(Fragmento del texto)
La historia no puede ser más tremenda. Un hombre se gana la vida jugando a la ruleta rusa. Un público lo sigue: se emociona con la carga de las balas, tal vez cierra los ojos con el click del gatillo. Una vez no muere, la segunda tampoco. ¿Qué sigue? Las apuestas suben.
Al principio se juega en sótanos mugrientos, algo de la oscuridad de lo que se está haciendo se actúa en el escenario. Luego el ¿show? se hará en lugares más lujosos, el hombre del revólver peinado con brillantina y vestido con el “esmoquin y los pantalones anchos de la época”. Esto escribe el rumano Mircea Cartarescu en El ruletista, un cuento largo que apareció en el libro Nostalgia y también se editó como un libro independiente. Se trata del texto que la novelista colombiana Laura Restrepo eligió para leer en el podcast La oreja que lee y que se puede escuchar clickeando acá.
“De lo que leí últimamente es el cuento que más tiene para enseñar de cómo se escribe una historia potente”, dirá la autora en el podcast. “Aborda esa zona intermedia entre la vida y la muerte”, dice. Y explica que el cuento tiene una estructura doble: en un plano aparece el narrador, que cuenta la historia del ruletista y en el otro está el personaje, el que pone su vida en juego.

(Extractos del listado)
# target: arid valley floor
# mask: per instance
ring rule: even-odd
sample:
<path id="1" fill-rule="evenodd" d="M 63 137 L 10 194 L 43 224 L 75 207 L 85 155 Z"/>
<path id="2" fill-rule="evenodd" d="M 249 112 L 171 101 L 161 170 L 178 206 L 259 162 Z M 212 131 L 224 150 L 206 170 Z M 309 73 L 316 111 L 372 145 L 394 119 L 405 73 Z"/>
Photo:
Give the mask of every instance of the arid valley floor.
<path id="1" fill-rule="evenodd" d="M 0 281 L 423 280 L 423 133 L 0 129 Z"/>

(Tareas del ejercicio)
- a) Pasa al inglés esta oración del artículo sobre El ruletista: «Un hombre se gana la vida jugando a la ruleta rusa.»
- b) Sigue escribiendo el artículo sobre El ruletista a partir de su última oración.

(Respuestas del ejercicio)
- a) A man earns his living playing Russian roulette.

- b)
“El narrador asegura que lo que está contando es real porque él personalmente conoció al ruletista”, dice Restrepo. “Y ala vez está permanentemente diciendo que un personaje así no puede existir, que es inverosímil. ¿Por qué? Restrepo da la clave.
Y lee. El cuento arranca con una extensa reflexión del narrador, un hombre de 80 años que se siente entre la vida y la muerte. Por eso el texto empieza y termina con una cita del poeta T.S. Eliot: “Concede el consuelo de Israel/ a uno que tiene ochenta años y no tiene mañana”.
Efectivamente, aunque mucho de lo que se cuenta -no vamos a spoilear- no puede ser verdad, sí lo son la muerte, el miedo a la muerte, la atracción que ejerce la muerte. Todo eso le da vida y tensión al texto. “Es tremendo”, dice Laura Restrepo, desde su casa en Cataluña, donde se sienta a leer y a grabar el podcast.
Cartarescu y Restrepo
Mircea Cartarescu nació en Bucarest, Rumania, en 1956. Es poeta, narrador y muchas veces candidato al Premio Nobel de Literatura. Tiene muchas distinciones y en 2022 recibió el Premio FIL de la Feria del Libro de Guadalajara, México, por su ”prosa imaginativa y deslumbrante”.
Entre otros libros escribió Solenoide, El ala derecha, El ala izquierda, El cuerpo, El levante, Las bellas extranjeras y Lulú.
Laura Restrepo, nuestra lectora, nació en Bogotá en 1950. En 2004 ganó el Premio Alfaguara de Novela.
Fue periodista y una militante de izquierda. Por eso vivió en la Argentina entre 1978 y 1982. Era plena dictadura, un momento extraño para elegir este país. Ella me lo contó así hace muchos años: “Yo estaba en un partido trotskista y vine porque pidieron militantes para ayudar en la clandestinidad. Sabía perfectamente a qué venía”.
Por el trabajo de su padre, empresario, Restrepo creció viajando: escribió su primer cuento a los 9 años. Estudió Filosofía y Letras en la Universidad de los Andes e hizo un posgrado en Ciencias Políticas.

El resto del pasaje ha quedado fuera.